# PROBLEM REQUIREMENTS
The records below are to be duplicated character for character.
━━ MATERIALS PROVIDED
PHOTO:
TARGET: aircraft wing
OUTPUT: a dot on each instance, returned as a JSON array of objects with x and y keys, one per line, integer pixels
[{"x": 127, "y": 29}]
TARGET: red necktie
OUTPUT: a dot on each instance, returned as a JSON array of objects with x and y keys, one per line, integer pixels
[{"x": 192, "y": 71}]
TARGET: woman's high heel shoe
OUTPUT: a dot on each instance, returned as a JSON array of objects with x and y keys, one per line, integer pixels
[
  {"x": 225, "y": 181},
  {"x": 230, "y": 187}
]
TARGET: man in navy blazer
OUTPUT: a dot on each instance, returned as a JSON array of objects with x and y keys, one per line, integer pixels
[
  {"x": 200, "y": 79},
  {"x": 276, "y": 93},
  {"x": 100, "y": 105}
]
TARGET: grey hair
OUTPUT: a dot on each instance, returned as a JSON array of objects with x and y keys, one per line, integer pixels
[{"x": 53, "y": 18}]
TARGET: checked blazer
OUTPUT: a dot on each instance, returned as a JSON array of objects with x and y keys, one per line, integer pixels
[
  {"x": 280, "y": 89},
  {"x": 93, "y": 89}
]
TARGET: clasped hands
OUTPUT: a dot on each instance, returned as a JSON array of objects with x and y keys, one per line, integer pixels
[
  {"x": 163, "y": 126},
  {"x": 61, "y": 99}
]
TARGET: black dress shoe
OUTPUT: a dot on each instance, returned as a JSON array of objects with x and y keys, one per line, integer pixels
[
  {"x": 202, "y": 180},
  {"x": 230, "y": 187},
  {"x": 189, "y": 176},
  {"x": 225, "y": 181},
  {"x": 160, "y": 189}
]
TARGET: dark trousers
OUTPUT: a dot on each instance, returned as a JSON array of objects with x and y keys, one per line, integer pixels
━━━━
# EXERCISE RESULT
PHOTO:
TARGET: aircraft wing
OUTPUT: a dot on each instance, returned as a JSON array of objects with x and y keys, one per line, integer pixels
[{"x": 127, "y": 29}]
TARGET: red necktie
OUTPUT: a dot on each instance, returned as a JSON array of objects with x and y keys, one per line, integer pixels
[{"x": 192, "y": 71}]
TARGET: woman's high heel shoe
OUTPUT: a dot on each instance, returned as a JSON array of objects with x and y keys, one per line, integer pixels
[
  {"x": 225, "y": 181},
  {"x": 230, "y": 187}
]
TARGET: man in navy blazer
OUTPUT: a dot on each instance, returned as a JSON array of objects with x and y keys, one per line, integer pixels
[
  {"x": 200, "y": 79},
  {"x": 276, "y": 93},
  {"x": 100, "y": 105}
]
TARGET: grey hair
OUTPUT: a dot on each instance, returned as a JSON array of objects with x and y keys, one per line, integer pixels
[{"x": 53, "y": 18}]
TARGET: checked blazer
OUTPUT: a dot on each instance, returned as a JSON array of objects with x and y keys, one per line, integer pixels
[
  {"x": 280, "y": 89},
  {"x": 93, "y": 89}
]
TARGET: clasped hands
OUTPUT: a dot on each instance, returned as a JSON array of objects with x and y keys, one per line, integer pixels
[
  {"x": 163, "y": 126},
  {"x": 61, "y": 99}
]
TARGET: black dress shoe
OUTPUT: a dot on each instance, returned as a JSON array of objects with x and y keys, one per line, integer pixels
[
  {"x": 202, "y": 180},
  {"x": 230, "y": 187},
  {"x": 189, "y": 176},
  {"x": 225, "y": 181},
  {"x": 160, "y": 189}
]
TARGET: dark trousers
OUTPUT: a dot on each instance, returned as a JSON array of objects with x and y keys, one per line, integer pixels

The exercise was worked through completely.